▸ **To do**
Repeat word for word the part of the profile-writing article that opens with "2. Turn your" and closes with "way you write the story.".

▸ **Excerpt to read**
By Lori Russell
A great profile begins with an idea. It can be a topic (renewable energy, women traveling solo) or a person’s occupation (glass blower, female pilot in World War II) or an experience in someone’s life (walking the Pacific Crest Trail, recovering from a life-threatening accident or illness).
Here are three ways to take a general idea and shape it into one you can write about:
1. Narrow your focus. Profiles can put a face on a larger issue. By selecting one person who has built a “green home,” you can address how that person sees the issue of renewable and sustainable energy.
2. Turn your ignorance about a subject to your advantage. Act as the interested observer rather than the expert, and use what you find out when you write the story. But don’t forget to keep the audience in mind. For instance, readers of a general interest magazine do not need to know the chemical composition of the glaze a potter uses. The story and the potter is more interesting when you explain that she knows because she holds doctorates in both mathematics and chemistry.
3. Change your intended audience. How is a topic of national interest being handled by someone locally? Does a business in your region have national interest? Changing your intended audience changes the way you write the story.
For ideas, look at your daily newspaper, national publications, and those of your local college, hospital, and businesses. If you have a platform already, don’t limit yourself to just the publications in your area of interest. Listen to the stories of your friends, neighbors, relatives, coworkers, and members of your professional organizations. What are their life experiences, previous jobs, hobbies?
Once you have narrowed your idea to a story that you can write, don’t write it yet. Editors rarely, if ever, buy a completed and unsolicited profile article. Most assign a writer an article after receiving a well-written, well thought-out query letter that explains why the idea is perfect for the publication at the time, and why the writer is the perfect person to write it.
In preparation for writing your query, look at the profiles in the publications you would like to write for. What type of hook do they use? Is the writing style formal or casual? If your profile idea looks like a good fit, review the writer’s guidelines and editorial calendar. Focus on the ideas that you can turn into profiles that someone else will publish. Return the rest to your file until the right time/publication comes along.
This month, review some publications that print profiles you like to read. Pick two. Jot down anything you notice about the articles’ length, style, and format. Pick two topics or subjects you might profile for this publication. Then get ready to query.
Lori Russell has written profiles about people, their passions and their places for more than a decade. Her nonfiction articles have been published online and in magazines and newspapers around the country. She is a contributing editor for Columbia Gorge Magazine, a regular contributor to Ruralite magazine and has co-written the “In the Spotlight’ column for WOTR for the past two years. She is currently enjoying a writing residency teaching memoir writing to high school students through Columbia Gorge Arts in Education, an organization that brings professional writers and artists to the public schools.

▸ **Recorded information**

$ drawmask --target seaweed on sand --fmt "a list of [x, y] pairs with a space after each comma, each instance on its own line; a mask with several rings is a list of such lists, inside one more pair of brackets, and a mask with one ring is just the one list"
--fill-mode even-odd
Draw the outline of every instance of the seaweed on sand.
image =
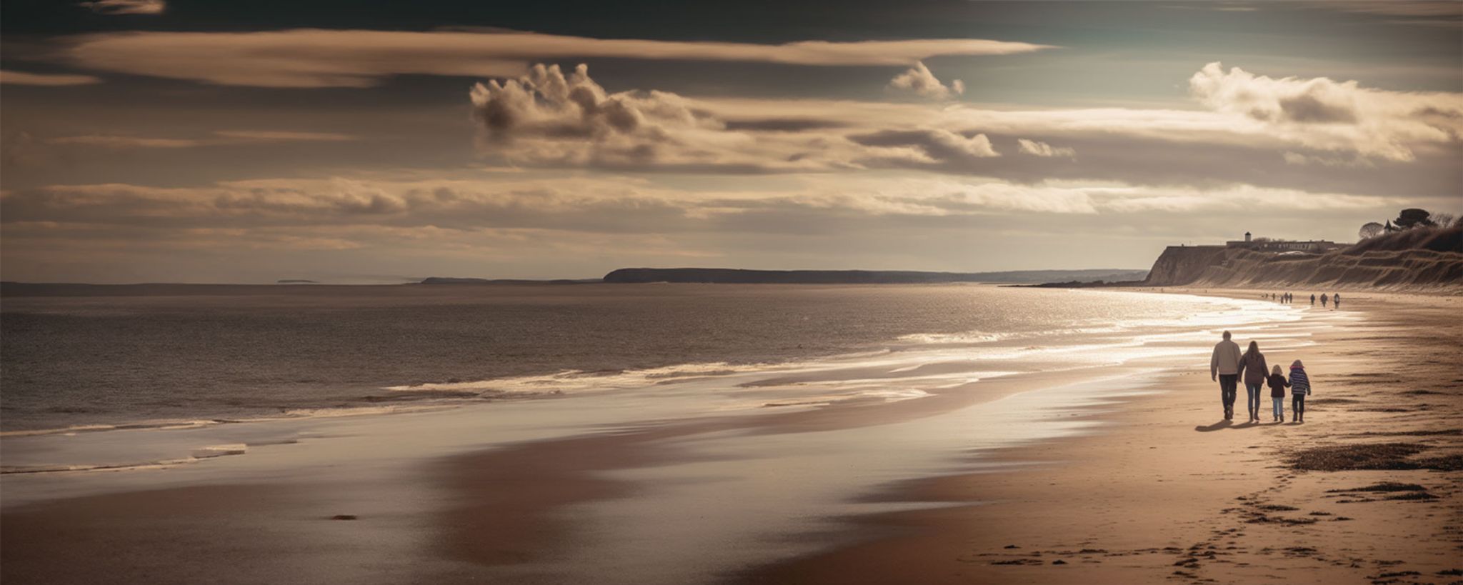
[[1428, 449], [1431, 448], [1418, 443], [1336, 445], [1293, 452], [1289, 464], [1292, 469], [1299, 471], [1463, 469], [1463, 455], [1412, 459], [1413, 455]]

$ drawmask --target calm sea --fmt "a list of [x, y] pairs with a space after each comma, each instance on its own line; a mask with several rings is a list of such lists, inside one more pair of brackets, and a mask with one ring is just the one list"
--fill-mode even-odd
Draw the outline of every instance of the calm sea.
[[990, 285], [7, 284], [0, 430], [572, 395], [860, 352], [1088, 344], [1223, 325], [1239, 307]]

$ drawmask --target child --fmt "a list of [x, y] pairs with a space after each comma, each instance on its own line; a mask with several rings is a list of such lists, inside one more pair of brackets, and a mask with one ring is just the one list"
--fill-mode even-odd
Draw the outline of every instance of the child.
[[1295, 360], [1290, 364], [1290, 423], [1305, 423], [1305, 396], [1311, 395], [1311, 377], [1305, 374], [1305, 364]]
[[1270, 385], [1270, 404], [1274, 407], [1274, 421], [1285, 423], [1285, 389], [1290, 386], [1290, 382], [1280, 373], [1280, 364], [1270, 369], [1270, 377], [1265, 379], [1265, 383]]

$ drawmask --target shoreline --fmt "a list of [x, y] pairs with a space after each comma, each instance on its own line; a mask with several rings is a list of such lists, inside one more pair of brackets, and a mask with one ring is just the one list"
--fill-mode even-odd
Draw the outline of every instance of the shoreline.
[[[1163, 392], [1156, 392], [1162, 389], [1162, 386], [1156, 385], [1165, 383], [1167, 377], [1154, 379], [1146, 369], [1151, 367], [1151, 363], [1173, 364], [1185, 360], [1188, 360], [1188, 357], [1162, 357], [1156, 360], [1138, 358], [1134, 364], [1124, 366], [1122, 369], [1128, 371], [1129, 376], [1141, 382], [1134, 385], [1119, 380], [1115, 385], [1106, 386], [1099, 383], [1100, 388], [1096, 390], [1088, 388], [1088, 392], [1093, 393], [1087, 395], [1086, 399], [1096, 402], [1088, 402], [1087, 407], [1061, 407], [1069, 410], [1069, 412], [1064, 411], [1061, 414], [1061, 420], [1052, 417], [1052, 421], [1037, 423], [1058, 424], [1052, 429], [1067, 429], [1065, 431], [1055, 434], [1055, 437], [1036, 437], [1033, 439], [1034, 442], [1027, 442], [1027, 445], [1014, 448], [1009, 445], [993, 445], [993, 448], [996, 448], [995, 450], [971, 443], [967, 449], [973, 449], [980, 453], [980, 456], [974, 459], [960, 456], [951, 458], [951, 455], [958, 453], [925, 453], [929, 459], [920, 462], [919, 465], [911, 465], [911, 474], [891, 475], [890, 481], [887, 481], [887, 487], [890, 488], [875, 488], [872, 491], [859, 493], [844, 490], [819, 496], [824, 500], [822, 505], [837, 506], [809, 506], [803, 510], [809, 515], [809, 519], [800, 519], [797, 521], [800, 524], [790, 525], [793, 528], [791, 532], [781, 532], [784, 537], [793, 534], [811, 535], [811, 541], [799, 543], [799, 547], [784, 546], [781, 553], [775, 556], [767, 556], [765, 550], [755, 551], [762, 554], [759, 557], [761, 560], [751, 563], [737, 560], [740, 559], [736, 557], [737, 551], [715, 553], [721, 556], [730, 554], [723, 565], [732, 569], [721, 573], [721, 576], [753, 582], [821, 582], [819, 579], [859, 582], [859, 578], [869, 578], [870, 581], [868, 582], [878, 582], [878, 579], [872, 579], [873, 575], [879, 575], [878, 572], [860, 570], [853, 575], [828, 575], [818, 572], [828, 566], [828, 559], [834, 559], [840, 554], [850, 554], [849, 551], [859, 551], [856, 554], [856, 560], [868, 562], [872, 559], [895, 559], [894, 563], [904, 566], [906, 569], [909, 569], [909, 563], [916, 560], [917, 563], [929, 563], [929, 570], [917, 573], [906, 572], [900, 575], [906, 579], [916, 578], [926, 579], [929, 582], [939, 582], [941, 579], [932, 572], [939, 570], [936, 567], [949, 565], [948, 562], [942, 565], [939, 559], [910, 557], [916, 559], [910, 560], [903, 557], [903, 553], [895, 554], [894, 557], [890, 554], [909, 547], [910, 534], [920, 532], [928, 532], [935, 537], [933, 543], [919, 541], [926, 550], [920, 554], [929, 554], [929, 546], [939, 543], [944, 544], [933, 547], [935, 550], [948, 550], [945, 546], [948, 546], [949, 541], [961, 541], [961, 538], [970, 537], [960, 532], [958, 524], [952, 526], [949, 524], [951, 521], [969, 522], [970, 518], [964, 516], [964, 513], [969, 513], [970, 510], [986, 513], [989, 510], [1011, 509], [1011, 506], [1020, 505], [1015, 494], [1023, 493], [1028, 487], [1023, 483], [1034, 481], [1033, 478], [1037, 475], [1031, 474], [1046, 474], [1052, 472], [1052, 469], [1064, 469], [1064, 465], [1074, 459], [1102, 459], [1100, 455], [1103, 455], [1103, 452], [1100, 449], [1093, 449], [1093, 445], [1094, 442], [1102, 445], [1107, 445], [1110, 442], [1107, 439], [1093, 437], [1122, 434], [1128, 431], [1128, 426], [1144, 424], [1143, 418], [1128, 420], [1125, 418], [1128, 414], [1127, 410], [1115, 408], [1131, 404], [1143, 404], [1150, 399], [1148, 396], [1153, 396], [1154, 401], [1172, 398]], [[1091, 366], [1088, 370], [1102, 370], [1105, 367], [1112, 369], [1110, 366]], [[838, 431], [854, 429], [857, 430], [854, 436], [863, 436], [865, 440], [873, 440], [868, 439], [870, 436], [878, 439], [881, 437], [879, 433], [884, 433], [882, 437], [885, 437], [879, 440], [888, 440], [907, 439], [901, 433], [914, 431], [919, 427], [952, 430], [960, 429], [960, 424], [970, 424], [970, 421], [976, 421], [976, 424], [980, 426], [1009, 424], [1011, 430], [1020, 431], [1020, 429], [1031, 426], [1031, 423], [1020, 420], [1021, 412], [1034, 412], [1043, 407], [1049, 407], [1042, 404], [1042, 395], [1050, 390], [1028, 390], [1061, 388], [1062, 379], [1072, 377], [1077, 377], [1077, 373], [1056, 371], [1014, 377], [995, 377], [980, 382], [979, 388], [986, 389], [988, 392], [947, 392], [922, 399], [882, 405], [837, 405], [832, 408], [771, 412], [752, 417], [710, 417], [691, 423], [670, 421], [667, 424], [667, 420], [654, 423], [652, 418], [639, 427], [606, 426], [598, 431], [591, 430], [588, 433], [571, 434], [563, 439], [530, 439], [528, 442], [516, 443], [521, 448], [518, 452], [515, 452], [514, 445], [508, 445], [508, 449], [494, 448], [487, 450], [468, 450], [462, 455], [432, 461], [421, 461], [418, 455], [415, 458], [404, 458], [402, 464], [413, 465], [413, 468], [420, 469], [417, 474], [426, 474], [421, 480], [430, 480], [427, 484], [435, 484], [437, 488], [426, 493], [426, 497], [423, 497], [420, 503], [405, 506], [407, 510], [415, 512], [408, 513], [407, 510], [395, 510], [389, 513], [391, 518], [382, 519], [373, 518], [370, 513], [372, 507], [367, 506], [364, 507], [366, 513], [361, 515], [361, 518], [363, 522], [370, 522], [369, 526], [373, 528], [372, 532], [380, 529], [391, 531], [389, 540], [433, 543], [430, 547], [417, 547], [413, 553], [405, 554], [410, 565], [415, 566], [418, 570], [410, 575], [398, 572], [395, 576], [401, 579], [388, 579], [389, 582], [432, 582], [435, 579], [473, 581], [480, 579], [484, 575], [496, 575], [497, 578], [515, 582], [562, 582], [562, 579], [556, 579], [556, 575], [559, 573], [554, 570], [546, 570], [546, 567], [553, 569], [554, 563], [584, 563], [584, 559], [578, 559], [566, 551], [575, 546], [571, 543], [582, 543], [585, 529], [590, 529], [588, 535], [595, 535], [595, 525], [598, 522], [626, 513], [625, 506], [633, 506], [636, 502], [670, 497], [663, 502], [674, 503], [676, 499], [680, 497], [676, 496], [676, 490], [680, 490], [680, 487], [677, 487], [677, 481], [705, 481], [696, 480], [696, 477], [736, 469], [734, 467], [726, 467], [732, 464], [721, 462], [721, 458], [726, 458], [727, 453], [720, 453], [717, 449], [704, 450], [699, 443], [705, 443], [705, 440], [701, 437], [723, 437], [721, 442], [729, 446], [746, 446], [768, 440], [808, 442], [809, 439], [821, 436], [844, 437], [838, 440], [847, 440], [847, 434], [838, 434]], [[1087, 376], [1087, 379], [1091, 379], [1091, 376]], [[1087, 382], [1087, 385], [1093, 382]], [[1143, 390], [1146, 392], [1144, 398], [1115, 398], [1131, 393], [1132, 386], [1148, 388], [1147, 390]], [[1012, 401], [1012, 396], [1020, 396], [1020, 399], [1015, 401], [1018, 404], [1002, 407], [1005, 410], [998, 411], [1004, 412], [999, 415], [1001, 418], [1009, 420], [971, 418], [970, 421], [955, 421], [958, 423], [957, 426], [951, 426], [952, 421], [948, 420], [951, 412], [979, 414], [980, 411], [988, 410], [967, 408], [973, 404]], [[1207, 402], [1213, 401], [1206, 401], [1206, 404]], [[1081, 404], [1081, 401], [1068, 401], [1065, 404]], [[386, 418], [395, 417], [383, 417], [382, 420]], [[944, 420], [944, 423], [939, 423], [941, 420]], [[401, 421], [402, 424], [407, 424], [404, 418]], [[1094, 426], [1100, 427], [1096, 433], [1091, 431]], [[587, 429], [593, 429], [593, 426]], [[892, 429], [903, 430], [892, 431]], [[995, 434], [1007, 433], [995, 430], [995, 427], [986, 427], [986, 430]], [[1188, 433], [1192, 434], [1194, 431], [1188, 430]], [[1067, 437], [1062, 437], [1062, 434]], [[730, 443], [726, 440], [729, 436], [732, 437]], [[1009, 440], [1005, 443], [1009, 443]], [[762, 450], [753, 449], [752, 452], [767, 452], [765, 448], [758, 449]], [[917, 453], [920, 449], [916, 445], [910, 452]], [[1033, 453], [1042, 455], [1036, 456]], [[733, 455], [733, 459], [737, 455]], [[799, 461], [800, 465], [815, 462], [816, 459]], [[695, 474], [677, 475], [680, 478], [674, 481], [655, 480], [657, 474], [666, 472], [664, 469], [695, 468], [698, 465], [710, 467], [707, 467], [705, 471], [696, 471]], [[1002, 471], [1002, 468], [1007, 467], [1020, 467], [1020, 471]], [[939, 468], [947, 468], [948, 471], [935, 478], [929, 478], [929, 472]], [[789, 468], [789, 471], [796, 472], [796, 468]], [[203, 474], [203, 471], [195, 472]], [[925, 480], [920, 480], [920, 477], [925, 477]], [[1007, 494], [1007, 497], [996, 497], [1002, 496], [999, 491], [988, 491], [980, 494], [982, 497], [977, 497], [977, 500], [992, 505], [961, 505], [971, 502], [971, 494], [974, 493], [974, 487], [966, 484], [964, 481], [970, 481], [970, 478], [993, 481], [995, 478], [1002, 477], [1009, 478], [1007, 480], [1009, 484], [1008, 488], [1015, 491]], [[534, 481], [533, 478], [538, 478], [541, 481]], [[421, 480], [418, 480], [418, 483], [421, 483]], [[61, 506], [67, 503], [79, 503], [80, 509], [94, 512], [119, 507], [121, 506], [119, 502], [126, 503], [126, 507], [129, 509], [136, 507], [146, 510], [154, 509], [157, 505], [177, 499], [183, 502], [198, 502], [217, 500], [221, 493], [230, 494], [231, 499], [238, 496], [238, 491], [234, 491], [230, 487], [238, 484], [219, 478], [215, 478], [215, 481], [224, 483], [215, 487], [183, 487], [171, 491], [124, 491], [121, 494], [86, 496], [60, 502]], [[341, 488], [361, 491], [358, 487], [361, 481], [361, 478], [351, 478], [348, 484], [341, 484]], [[341, 496], [331, 496], [325, 493], [322, 486], [306, 487], [307, 488], [298, 484], [269, 487], [265, 484], [262, 487], [262, 493], [266, 496], [257, 502], [215, 502], [233, 510], [228, 513], [195, 512], [192, 519], [208, 519], [209, 522], [231, 525], [240, 522], [237, 516], [257, 515], [260, 518], [275, 518], [278, 524], [287, 524], [291, 526], [296, 522], [304, 522], [294, 529], [298, 534], [281, 535], [268, 546], [259, 543], [252, 546], [263, 547], [268, 551], [265, 554], [279, 556], [281, 559], [294, 559], [291, 560], [294, 565], [320, 562], [322, 559], [319, 557], [296, 559], [298, 553], [293, 548], [312, 550], [312, 547], [317, 547], [322, 543], [320, 538], [326, 538], [326, 535], [332, 534], [334, 538], [341, 538], [338, 532], [342, 529], [354, 529], [353, 526], [356, 522], [326, 522], [325, 519], [329, 519], [332, 513], [338, 512], [360, 512], [361, 507], [341, 505]], [[301, 490], [313, 493], [300, 494], [298, 491]], [[420, 488], [407, 491], [417, 493]], [[661, 491], [661, 494], [657, 496], [657, 491]], [[247, 490], [244, 493], [247, 493]], [[285, 497], [281, 496], [282, 493], [293, 493], [293, 496]], [[490, 500], [481, 500], [478, 496], [484, 494], [496, 496]], [[417, 493], [417, 496], [421, 497], [423, 494]], [[473, 500], [474, 497], [477, 497], [475, 502]], [[1021, 497], [1030, 497], [1030, 494]], [[373, 502], [373, 506], [383, 510], [382, 513], [386, 513], [386, 510], [394, 507], [401, 507], [394, 502], [385, 502], [380, 494], [373, 493], [356, 496], [356, 499]], [[631, 512], [633, 510], [635, 509], [632, 507]], [[56, 506], [45, 509], [42, 505], [42, 507], [25, 507], [20, 510], [7, 509], [6, 532], [18, 529], [15, 528], [15, 524], [10, 522], [10, 519], [16, 518], [13, 515], [15, 512], [19, 512], [20, 516], [38, 513], [38, 516], [31, 516], [32, 524], [29, 524], [29, 526], [32, 528], [47, 525], [47, 522], [41, 521], [47, 515], [61, 513], [60, 518], [70, 518], [70, 522], [79, 522], [85, 528], [83, 531], [95, 531], [88, 532], [95, 538], [116, 538], [124, 534], [138, 534], [143, 531], [149, 522], [154, 522], [148, 516], [127, 516], [127, 513], [121, 513], [120, 516], [123, 518], [113, 519], [78, 518], [76, 515], [59, 510]], [[284, 516], [281, 516], [281, 513], [284, 513]], [[812, 516], [819, 516], [821, 519], [812, 519]], [[430, 519], [430, 522], [426, 522], [426, 519]], [[723, 519], [721, 522], [734, 521], [736, 519]], [[1028, 519], [1023, 519], [1023, 525], [1026, 525], [1027, 521]], [[385, 525], [380, 522], [385, 522]], [[426, 525], [423, 525], [423, 522], [426, 522]], [[1037, 522], [1033, 525], [1040, 524]], [[25, 526], [26, 524], [22, 522], [20, 528]], [[853, 529], [850, 529], [850, 526], [853, 526]], [[674, 529], [676, 522], [664, 524], [661, 528]], [[774, 534], [777, 532], [774, 531]], [[142, 544], [113, 543], [113, 546], [120, 546], [121, 550], [146, 550], [146, 538], [148, 537], [143, 537]], [[217, 541], [219, 537], [215, 535], [212, 538]], [[227, 538], [224, 538], [224, 541], [227, 541]], [[15, 540], [12, 540], [12, 543], [15, 543]], [[688, 540], [686, 546], [689, 547], [693, 543], [693, 540]], [[35, 546], [35, 543], [28, 544], [32, 547]], [[64, 547], [69, 547], [70, 544], [57, 541], [53, 543], [53, 546], [64, 550]], [[816, 548], [825, 546], [832, 546], [832, 548], [821, 553], [816, 551]], [[1002, 544], [1002, 547], [1004, 546], [1005, 544]], [[42, 546], [41, 548], [45, 547]], [[1096, 550], [1103, 547], [1086, 544], [1071, 550], [1080, 551], [1083, 548]], [[1116, 550], [1115, 546], [1109, 546], [1107, 548]], [[372, 547], [366, 546], [361, 550], [372, 550]], [[1009, 550], [1001, 550], [1009, 553]], [[693, 554], [707, 554], [704, 547], [691, 547], [680, 553], [688, 557]], [[12, 554], [20, 554], [20, 551], [12, 551]], [[10, 566], [7, 573], [23, 575], [23, 566], [20, 569], [12, 566], [12, 562], [16, 559], [12, 554], [6, 554], [7, 559], [4, 565]], [[565, 557], [565, 554], [569, 556]], [[670, 553], [666, 554], [670, 556]], [[1055, 548], [1050, 554], [1055, 554]], [[1056, 557], [1049, 556], [1049, 559]], [[325, 560], [329, 560], [329, 557]], [[778, 562], [781, 565], [764, 566], [768, 560]], [[960, 560], [957, 566], [964, 569], [974, 566], [973, 563], [980, 560], [983, 559]], [[360, 557], [360, 551], [357, 551], [356, 556], [345, 556], [344, 559], [336, 559], [328, 565], [344, 563], [345, 567], [342, 570], [350, 573], [351, 567], [358, 567], [358, 565], [364, 562], [366, 559]], [[891, 563], [891, 566], [894, 563]], [[80, 565], [89, 563], [83, 562]], [[832, 565], [846, 567], [857, 566], [857, 562], [849, 563], [846, 560], [838, 560]], [[492, 567], [496, 572], [483, 573], [481, 569], [484, 566]], [[812, 570], [809, 566], [821, 566], [824, 569]], [[1011, 570], [1012, 567], [1030, 569], [1031, 566], [999, 565], [996, 567]], [[405, 579], [405, 576], [410, 576], [410, 579]], [[1001, 579], [1011, 578], [1011, 575], [1001, 576]], [[698, 581], [704, 579], [705, 576]], [[76, 579], [76, 582], [82, 581], [83, 579], [80, 578]], [[672, 581], [676, 579], [648, 579], [645, 582]], [[1043, 576], [1034, 579], [1033, 582], [1048, 581], [1050, 581], [1050, 578]]]
[[[1214, 294], [1172, 287], [1167, 291]], [[1219, 292], [1233, 298], [1254, 294], [1258, 292]], [[1450, 307], [1423, 306], [1440, 298]], [[1377, 300], [1383, 300], [1381, 307], [1365, 304]], [[1390, 371], [1388, 366], [1396, 367], [1397, 355], [1358, 348], [1377, 336], [1347, 331], [1320, 333], [1317, 345], [1302, 351], [1265, 351], [1271, 363], [1289, 361], [1290, 354], [1305, 355], [1317, 392], [1308, 401], [1304, 426], [1268, 423], [1267, 392], [1261, 395], [1261, 424], [1175, 424], [1173, 418], [1222, 417], [1217, 383], [1203, 380], [1203, 371], [1170, 371], [1157, 385], [1175, 392], [1119, 399], [1121, 410], [1090, 412], [1088, 417], [1110, 423], [1105, 431], [996, 453], [996, 461], [1024, 465], [1020, 472], [935, 477], [876, 496], [948, 499], [967, 506], [856, 518], [870, 531], [894, 535], [758, 567], [739, 581], [1457, 582], [1456, 556], [1463, 550], [1463, 531], [1457, 525], [1463, 521], [1463, 506], [1456, 469], [1306, 471], [1295, 469], [1287, 459], [1309, 446], [1387, 440], [1381, 437], [1410, 439], [1429, 452], [1454, 458], [1463, 452], [1456, 423], [1463, 417], [1459, 383], [1463, 380], [1456, 370], [1456, 360], [1463, 357], [1457, 350], [1457, 298], [1359, 292], [1347, 303], [1347, 310], [1369, 313], [1365, 328], [1385, 332], [1391, 339], [1409, 339], [1412, 347], [1434, 357], [1434, 367], [1422, 376], [1416, 370], [1396, 379], [1377, 376]], [[1375, 314], [1381, 312], [1388, 314]], [[1432, 331], [1441, 325], [1444, 335], [1429, 339], [1409, 331], [1423, 323]], [[1352, 371], [1342, 367], [1346, 363], [1355, 366]], [[1434, 374], [1431, 383], [1423, 382], [1426, 374]], [[1403, 379], [1421, 382], [1423, 388], [1418, 389], [1437, 393], [1410, 395], [1435, 396], [1431, 408], [1425, 404], [1418, 415], [1388, 412], [1402, 410], [1396, 407], [1347, 408], [1374, 402], [1347, 377], [1399, 390], [1394, 399], [1407, 396], [1400, 395]], [[1244, 401], [1241, 392], [1236, 411]], [[1285, 407], [1290, 415], [1289, 396]], [[1399, 421], [1387, 420], [1400, 417], [1416, 420], [1400, 427]], [[1235, 434], [1239, 440], [1230, 440]], [[1388, 481], [1419, 486], [1406, 493], [1431, 499], [1385, 500], [1355, 491]]]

▸ **Result for this exercise**
2. Turn your ignorance about a subject to your advantage. Act as the interested observer rather than the expert, and use what you find out when you write the story. But don’t forget to keep the audience in mind. For instance, readers of a general interest magazine do not need to know the chemical composition of the glaze a potter uses. The story and the potter is more interesting when you explain that she knows because she holds doctorates in both mathematics and chemistry.
3. Change your intended audience. How is a topic of national interest being handled by someone locally? Does a business in your region have national interest? Changing your intended audience changes the way you write the story.